#### WORK TASK
For every entry, output the exact wording.
================================
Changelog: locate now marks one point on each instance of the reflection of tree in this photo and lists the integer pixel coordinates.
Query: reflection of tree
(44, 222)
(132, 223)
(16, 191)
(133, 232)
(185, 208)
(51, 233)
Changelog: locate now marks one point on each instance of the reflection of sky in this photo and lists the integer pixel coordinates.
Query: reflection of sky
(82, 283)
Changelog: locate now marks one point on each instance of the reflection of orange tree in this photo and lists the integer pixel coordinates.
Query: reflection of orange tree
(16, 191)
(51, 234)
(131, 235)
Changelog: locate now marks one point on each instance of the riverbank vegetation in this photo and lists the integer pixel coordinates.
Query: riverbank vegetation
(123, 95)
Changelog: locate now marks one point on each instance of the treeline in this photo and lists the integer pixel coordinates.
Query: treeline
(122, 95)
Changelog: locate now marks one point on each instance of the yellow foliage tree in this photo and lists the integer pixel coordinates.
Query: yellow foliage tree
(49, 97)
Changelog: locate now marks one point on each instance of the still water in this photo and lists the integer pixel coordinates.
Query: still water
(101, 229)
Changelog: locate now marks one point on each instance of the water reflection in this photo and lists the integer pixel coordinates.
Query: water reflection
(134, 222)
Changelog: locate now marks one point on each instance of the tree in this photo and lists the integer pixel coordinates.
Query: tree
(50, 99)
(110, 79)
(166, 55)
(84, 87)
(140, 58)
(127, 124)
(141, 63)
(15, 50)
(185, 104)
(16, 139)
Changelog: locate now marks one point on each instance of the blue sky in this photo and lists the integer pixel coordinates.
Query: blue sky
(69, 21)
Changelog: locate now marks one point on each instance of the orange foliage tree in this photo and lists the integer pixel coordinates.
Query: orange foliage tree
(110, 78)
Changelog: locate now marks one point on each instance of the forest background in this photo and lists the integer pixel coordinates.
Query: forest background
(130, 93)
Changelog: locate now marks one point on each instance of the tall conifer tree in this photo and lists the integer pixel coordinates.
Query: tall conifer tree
================================
#### SOLVED PROBLEM
Changelog: locate now marks one point on each instance of the reflection of tree in this photo and lists the integer pixel coordinates.
Query: reflection of tree
(44, 222)
(132, 223)
(16, 191)
(133, 232)
(185, 208)
(51, 233)
Changelog: locate now marks one point on each instance of the reflection of sky in this photo and lists the integer pixel coordinates.
Query: reflection of sky
(82, 283)
Changelog: locate now marks one point on each instance of the reflection of orange tree in this photo and lists the integer pixel coordinates.
Query: reflection of orange tree
(16, 191)
(51, 234)
(131, 235)
Changelog: locate now marks one point on each instance of the riverbank vegetation in this photo and lists the integer pixel coordinates.
Query: riverbank vegetation
(123, 95)
Changelog: locate now marks one point on each instance of the treeline in this photo and lists the integer pixel coordinates.
Query: treeline
(122, 95)
Changelog: locate now marks one point on each instance of the yellow foliage tree in this photo and lists the integer pixel coordinates.
Query: yellow foliage tree
(49, 97)
Changelog: locate now marks one point on each instance of the still water in this photo and lists the integer pixel coordinates.
Query: still water
(101, 229)
Changelog: locate now marks one point on each instance of the water reflection in this photo and lists the integer pixel coordinates.
Query: water reflection
(134, 222)
Changelog: locate now marks one point on each instance of the tree in this photo and lists the integer pixel coordinates.
Query: tree
(50, 99)
(110, 79)
(166, 55)
(84, 87)
(140, 58)
(127, 124)
(141, 63)
(15, 50)
(185, 104)
(16, 139)
Changelog: locate now marks one point on each instance of the blue sky in this photo and lists the integer pixel coordinates.
Query: blue sky
(69, 21)
Changelog: locate now marks one point on each instance of the orange foliage tree in this photo and lists the integer pixel coordinates.
Query: orange foliage tree
(110, 78)
Changelog: locate now marks one point on each instance of the forest background in this photo and lists the integer pixel coordinates.
Query: forest background
(130, 93)
Changelog: locate now marks one point on each instance of the tall conifer tree in this photo and lists the integer pixel coordinates.
Query: tall conifer tree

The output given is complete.